**Try it**
Would you transcribe exactly the lines below, starting at the one that contains "Q: Point out every instance of the pelargonium" and ending with the last line, both included? Leave out all other lines.

Point localization data:
####
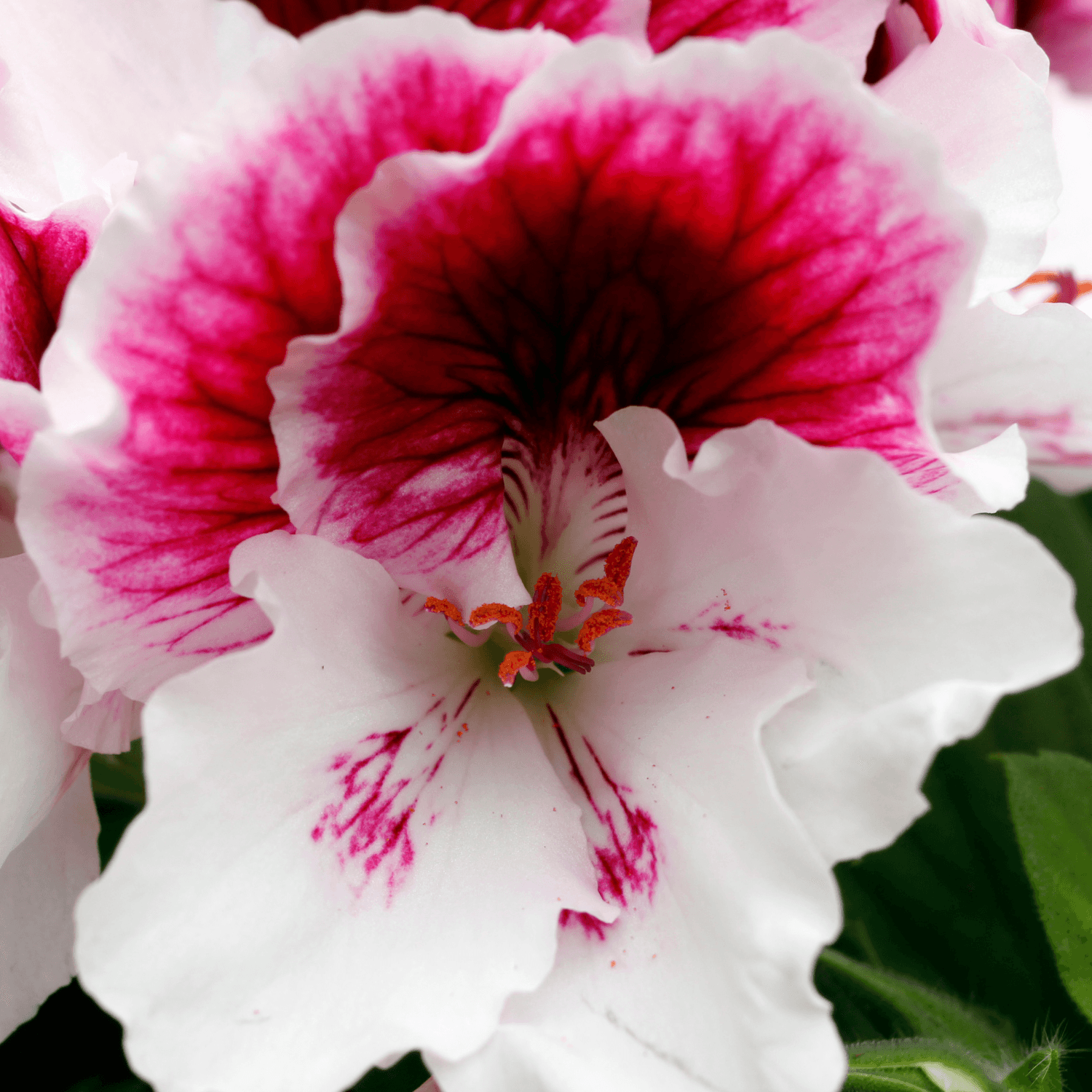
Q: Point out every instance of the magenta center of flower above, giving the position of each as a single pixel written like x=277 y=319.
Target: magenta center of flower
x=535 y=636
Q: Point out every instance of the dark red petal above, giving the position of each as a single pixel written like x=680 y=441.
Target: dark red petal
x=37 y=260
x=577 y=19
x=724 y=246
x=226 y=257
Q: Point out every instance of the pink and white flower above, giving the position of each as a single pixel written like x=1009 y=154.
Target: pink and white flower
x=815 y=308
x=473 y=248
x=85 y=94
x=48 y=827
x=360 y=842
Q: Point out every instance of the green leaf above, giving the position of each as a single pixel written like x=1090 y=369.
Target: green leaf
x=895 y=1080
x=1051 y=801
x=119 y=778
x=945 y=1066
x=925 y=1011
x=1040 y=1072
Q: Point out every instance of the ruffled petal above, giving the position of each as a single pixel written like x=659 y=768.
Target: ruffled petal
x=807 y=542
x=997 y=146
x=1034 y=371
x=47 y=834
x=705 y=978
x=727 y=233
x=162 y=452
x=1069 y=242
x=355 y=845
x=39 y=882
x=39 y=690
x=576 y=19
x=845 y=28
x=120 y=76
x=37 y=260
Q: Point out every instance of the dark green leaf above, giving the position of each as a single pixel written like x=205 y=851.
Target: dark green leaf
x=119 y=778
x=947 y=1066
x=1051 y=801
x=926 y=1013
x=899 y=1080
x=949 y=903
x=1040 y=1072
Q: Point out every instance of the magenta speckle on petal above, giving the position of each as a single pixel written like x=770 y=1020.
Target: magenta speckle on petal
x=624 y=845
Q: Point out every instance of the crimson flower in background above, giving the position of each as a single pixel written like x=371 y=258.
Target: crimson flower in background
x=515 y=283
x=83 y=100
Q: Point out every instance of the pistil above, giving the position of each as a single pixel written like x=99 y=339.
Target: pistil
x=537 y=640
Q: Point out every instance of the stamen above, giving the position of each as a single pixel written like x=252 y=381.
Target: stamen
x=495 y=612
x=545 y=607
x=446 y=607
x=537 y=642
x=602 y=622
x=513 y=664
x=1069 y=288
x=611 y=587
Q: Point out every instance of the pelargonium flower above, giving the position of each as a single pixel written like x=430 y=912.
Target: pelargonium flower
x=48 y=828
x=997 y=148
x=844 y=26
x=82 y=100
x=360 y=841
x=830 y=250
x=1063 y=28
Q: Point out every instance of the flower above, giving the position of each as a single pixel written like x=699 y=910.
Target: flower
x=1063 y=28
x=469 y=248
x=847 y=28
x=226 y=253
x=360 y=842
x=80 y=96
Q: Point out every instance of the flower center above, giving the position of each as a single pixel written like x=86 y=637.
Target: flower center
####
**Solution**
Q: Point out every instance of the pelargonium flower above, giving the position of each as a single pixel written like x=430 y=912.
Target: pelargonium flower
x=48 y=828
x=997 y=148
x=844 y=26
x=82 y=100
x=360 y=841
x=830 y=250
x=1063 y=28
Q: Point out every instance of the flower above, giving the position of each as a single pixel written like x=699 y=910.
Target: flower
x=1063 y=28
x=469 y=248
x=847 y=28
x=226 y=253
x=360 y=842
x=80 y=96
Q: Point out every instance of the flower center above, giving the position of each as a single pixel written like x=86 y=637.
Target: flower center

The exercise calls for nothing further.